**TASKS TO COMPLETE**:
#1 According to the passage on Guantánamo's Periodic Review Boards, where do the board members meet?
#2 Decide whether each statement agrees with the passage on Guantánamo's Periodic Review Boards. Answer yes or no for each, and quote the words from the passage that settle it. (a) The two prisoners are both from Yemen. (b) The boards hear the prisoners in person at Guantánamo. (c) The task force found enough evidence to put the two men on trial.
#3 Using the passage on Guantánamo's Periodic Review Boards, explain why the category of prisoners considered too dangerous to release is particularly problematical.

**PASSAGE TO READ**:
◆ ◆ ◆ ◆ ◆

Six weeks ago, I reported on the Periodic Review Boards for two “forever prisoners” at Guantánamo — Ghaleb al-Bihani and Salem bin Kanad — who are both Yemenis, and were regarded by the Guantánamo Review Task Force, appointed by President Obama to review all the remaining prisoners’ cases in 2009, as too dangerous to release, even though it was acknowledged that insufficient evidence existed to put them on trial.
The PRBs — involving representatives of the Departments of State, Defense, Justice and Homeland Security, as well as the office of the Director of National Intelligence and the Office of the Joint Chiefs of Staff, who meet at an office in Virginia and hear testimony by, or on behalf of the prisoners by video link from Guantánamo — took place to establish whether these two men should still be regarded as a threat, or whether they should be recommended for release.
This category of prisoner — as opposed to those approved for release, or those recommended for prosecution — is particularly problematical, as it relies on a presumption that the so-called evidence against the Guantánamo prisoners is somehow reliable, when that is patently not the case. The files on the prisoners are for the most part a dispiriting collection of unreliable statements made by the prisoners themselves or by their fellow prisoners in circumstances that were not conducive to telling the truth — immediately after capture, in America’s notorious prisons in Afghanistan, or in Guantánamo, all places and circumstances where torture and abuse were rife; or, in some cases, where bribery (the promise of better living conditions, for example) was used to try to secure information that could be used as evidence.

◆ ◆ ◆ ◆ ◆

**Records from a data collection**:
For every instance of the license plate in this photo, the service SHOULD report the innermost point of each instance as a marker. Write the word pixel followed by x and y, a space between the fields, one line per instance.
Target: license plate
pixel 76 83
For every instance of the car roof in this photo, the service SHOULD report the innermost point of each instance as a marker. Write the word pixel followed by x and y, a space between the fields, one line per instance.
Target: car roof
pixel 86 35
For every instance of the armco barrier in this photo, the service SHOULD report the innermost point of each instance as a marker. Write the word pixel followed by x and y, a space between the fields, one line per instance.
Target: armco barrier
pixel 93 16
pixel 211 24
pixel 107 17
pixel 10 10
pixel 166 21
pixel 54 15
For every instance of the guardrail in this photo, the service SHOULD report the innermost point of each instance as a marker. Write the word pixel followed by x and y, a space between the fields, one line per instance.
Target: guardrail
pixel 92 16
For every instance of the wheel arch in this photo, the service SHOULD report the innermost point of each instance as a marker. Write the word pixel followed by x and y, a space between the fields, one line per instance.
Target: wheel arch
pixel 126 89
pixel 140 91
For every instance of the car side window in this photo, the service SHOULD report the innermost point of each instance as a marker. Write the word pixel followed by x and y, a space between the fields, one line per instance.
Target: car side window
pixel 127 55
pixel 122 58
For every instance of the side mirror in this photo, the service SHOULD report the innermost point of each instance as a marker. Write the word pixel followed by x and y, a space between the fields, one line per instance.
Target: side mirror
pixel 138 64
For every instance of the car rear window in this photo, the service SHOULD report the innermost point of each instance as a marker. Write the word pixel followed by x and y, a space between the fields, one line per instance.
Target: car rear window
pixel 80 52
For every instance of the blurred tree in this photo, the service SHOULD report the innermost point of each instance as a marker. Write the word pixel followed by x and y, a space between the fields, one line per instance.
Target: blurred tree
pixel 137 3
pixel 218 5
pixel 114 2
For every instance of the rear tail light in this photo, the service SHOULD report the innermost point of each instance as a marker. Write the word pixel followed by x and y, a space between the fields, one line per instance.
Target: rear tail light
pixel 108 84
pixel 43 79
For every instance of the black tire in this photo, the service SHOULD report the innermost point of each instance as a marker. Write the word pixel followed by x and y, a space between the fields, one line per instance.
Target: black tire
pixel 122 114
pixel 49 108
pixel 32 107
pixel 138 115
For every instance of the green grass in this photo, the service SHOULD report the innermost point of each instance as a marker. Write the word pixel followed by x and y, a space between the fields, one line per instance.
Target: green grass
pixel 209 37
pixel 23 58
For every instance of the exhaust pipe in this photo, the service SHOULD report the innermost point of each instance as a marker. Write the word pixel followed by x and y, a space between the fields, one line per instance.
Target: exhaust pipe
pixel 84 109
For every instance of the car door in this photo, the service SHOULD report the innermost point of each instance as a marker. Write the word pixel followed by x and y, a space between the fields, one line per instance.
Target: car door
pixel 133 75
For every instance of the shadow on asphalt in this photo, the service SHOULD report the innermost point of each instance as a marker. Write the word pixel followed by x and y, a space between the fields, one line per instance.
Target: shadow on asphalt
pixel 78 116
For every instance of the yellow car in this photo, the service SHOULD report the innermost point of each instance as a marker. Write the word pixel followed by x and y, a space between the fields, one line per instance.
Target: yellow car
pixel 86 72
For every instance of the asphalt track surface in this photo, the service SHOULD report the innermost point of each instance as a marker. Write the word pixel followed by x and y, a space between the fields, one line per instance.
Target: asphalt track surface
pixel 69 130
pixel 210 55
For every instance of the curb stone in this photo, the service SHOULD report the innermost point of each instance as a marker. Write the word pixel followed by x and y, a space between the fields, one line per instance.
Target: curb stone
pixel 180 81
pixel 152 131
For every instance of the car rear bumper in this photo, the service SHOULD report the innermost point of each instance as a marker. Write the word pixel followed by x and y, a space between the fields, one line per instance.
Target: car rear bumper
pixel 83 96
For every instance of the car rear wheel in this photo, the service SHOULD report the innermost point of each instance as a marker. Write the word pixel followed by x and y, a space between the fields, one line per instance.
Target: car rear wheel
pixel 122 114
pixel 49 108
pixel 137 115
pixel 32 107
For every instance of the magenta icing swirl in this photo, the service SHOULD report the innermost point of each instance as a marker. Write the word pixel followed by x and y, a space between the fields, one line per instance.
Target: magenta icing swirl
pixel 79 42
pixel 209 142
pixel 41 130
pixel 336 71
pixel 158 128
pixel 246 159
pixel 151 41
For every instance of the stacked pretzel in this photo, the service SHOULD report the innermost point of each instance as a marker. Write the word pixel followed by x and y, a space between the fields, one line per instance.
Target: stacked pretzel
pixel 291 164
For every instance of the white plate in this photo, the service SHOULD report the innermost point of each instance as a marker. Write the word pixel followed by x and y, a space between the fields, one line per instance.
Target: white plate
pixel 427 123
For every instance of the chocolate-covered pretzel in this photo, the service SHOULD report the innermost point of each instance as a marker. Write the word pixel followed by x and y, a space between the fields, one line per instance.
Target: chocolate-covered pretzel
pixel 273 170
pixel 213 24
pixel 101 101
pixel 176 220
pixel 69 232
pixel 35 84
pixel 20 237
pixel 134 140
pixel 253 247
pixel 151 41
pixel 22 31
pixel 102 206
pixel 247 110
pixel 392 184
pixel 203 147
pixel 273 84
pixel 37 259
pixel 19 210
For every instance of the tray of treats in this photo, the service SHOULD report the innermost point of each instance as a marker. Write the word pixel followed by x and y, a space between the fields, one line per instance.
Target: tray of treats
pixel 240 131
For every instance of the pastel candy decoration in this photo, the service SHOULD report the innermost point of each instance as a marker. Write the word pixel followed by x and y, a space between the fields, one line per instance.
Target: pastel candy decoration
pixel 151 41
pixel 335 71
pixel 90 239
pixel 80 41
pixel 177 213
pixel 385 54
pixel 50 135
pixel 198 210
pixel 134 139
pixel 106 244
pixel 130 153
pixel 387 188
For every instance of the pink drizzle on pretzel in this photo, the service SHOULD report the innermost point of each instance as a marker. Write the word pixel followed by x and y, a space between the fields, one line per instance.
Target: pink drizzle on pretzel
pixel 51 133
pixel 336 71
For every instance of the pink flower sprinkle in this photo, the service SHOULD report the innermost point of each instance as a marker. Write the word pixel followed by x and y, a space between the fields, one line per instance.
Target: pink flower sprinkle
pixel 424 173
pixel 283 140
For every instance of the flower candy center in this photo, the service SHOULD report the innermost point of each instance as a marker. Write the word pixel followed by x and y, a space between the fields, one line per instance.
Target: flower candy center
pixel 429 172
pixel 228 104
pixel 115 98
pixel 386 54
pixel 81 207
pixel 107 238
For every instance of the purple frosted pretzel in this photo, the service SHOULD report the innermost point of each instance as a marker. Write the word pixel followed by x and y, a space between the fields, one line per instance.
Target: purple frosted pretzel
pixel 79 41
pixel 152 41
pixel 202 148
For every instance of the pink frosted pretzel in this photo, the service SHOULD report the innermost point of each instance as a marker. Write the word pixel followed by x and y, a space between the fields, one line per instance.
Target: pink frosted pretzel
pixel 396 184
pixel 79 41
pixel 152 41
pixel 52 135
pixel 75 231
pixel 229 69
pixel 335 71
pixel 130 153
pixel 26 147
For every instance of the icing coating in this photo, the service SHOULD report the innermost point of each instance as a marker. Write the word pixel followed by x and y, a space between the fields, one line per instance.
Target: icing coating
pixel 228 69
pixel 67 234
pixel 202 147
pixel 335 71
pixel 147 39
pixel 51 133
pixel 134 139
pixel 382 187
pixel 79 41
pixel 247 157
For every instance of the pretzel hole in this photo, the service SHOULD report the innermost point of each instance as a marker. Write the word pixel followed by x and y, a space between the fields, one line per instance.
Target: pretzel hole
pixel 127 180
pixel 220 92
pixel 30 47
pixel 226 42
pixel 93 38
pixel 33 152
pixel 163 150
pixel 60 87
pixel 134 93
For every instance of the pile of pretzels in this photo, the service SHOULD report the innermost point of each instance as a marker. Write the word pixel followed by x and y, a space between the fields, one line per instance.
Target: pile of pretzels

◆ ◆ ◆ ◆ ◆

**EXERCISE SOLUTIONS**:
#1 They meet at an office in Virginia.

#2
(a) Yes: "who are both Yemenis"
(b) No: "who meet at an office in Virginia and hear testimony by, or on behalf of the prisoners by video link from Guantánamo"
(c) No: "it was acknowledged that insufficient evidence existed to put them on trial"

#3 The category relies on a presumption that the evidence against the prisoners is reliable, when it patently is not. The files mostly hold unreliable statements made by the prisoners or their fellow prisoners in places and circumstances not conducive to telling the truth, where torture and abuse were rife or bribery was used to secure information.